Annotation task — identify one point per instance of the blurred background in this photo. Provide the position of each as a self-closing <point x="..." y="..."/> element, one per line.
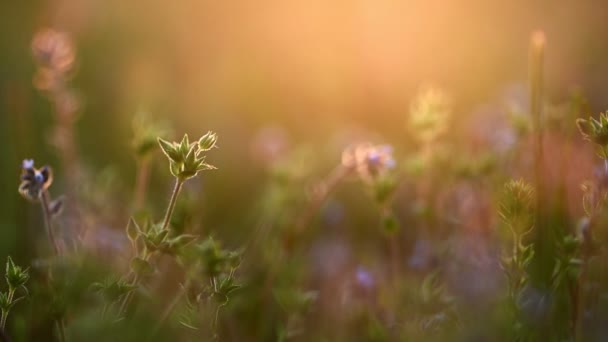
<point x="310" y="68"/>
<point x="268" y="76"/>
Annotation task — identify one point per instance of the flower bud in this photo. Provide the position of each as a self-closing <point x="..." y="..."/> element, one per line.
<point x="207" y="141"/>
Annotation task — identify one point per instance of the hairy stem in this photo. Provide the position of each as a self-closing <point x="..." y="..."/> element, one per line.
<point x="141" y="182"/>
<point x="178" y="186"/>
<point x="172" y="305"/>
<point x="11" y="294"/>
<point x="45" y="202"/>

- - - - - - -

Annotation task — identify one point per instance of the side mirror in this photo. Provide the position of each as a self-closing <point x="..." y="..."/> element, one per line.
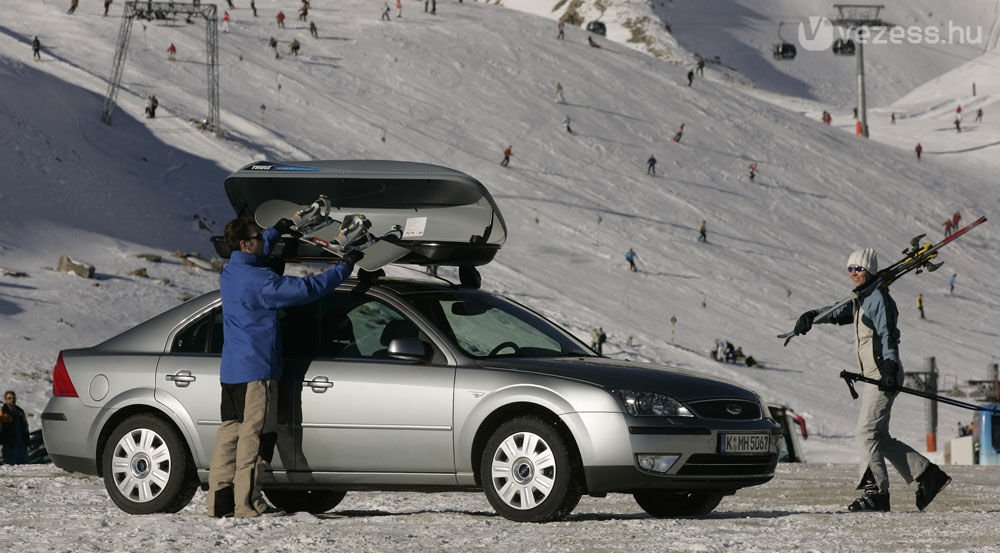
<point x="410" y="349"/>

- - - - - - -

Pick out each line in the records that contains the word "identify" and copy those lines.

ANSWER TO THE EXERCISE:
Annotation task — identify one point per instance of the blurred background in this photo. Provide the position of each as a self-closing <point x="..." y="..."/> element, one per line.
Annotation task — identify one point per instance of the flower bud in this photo. Provide the position of each as a self-closing <point x="..." y="..."/> element, one per line.
Annotation task — identify one point per instance of the hairy stem in this photo. Provide the position of each as a self-closing <point x="..." y="..."/> element, one per line.
Annotation task — identify one point per instance of the side mirror in this photo. Provide the position of each as a self-closing <point x="..." y="..."/> element, one per line.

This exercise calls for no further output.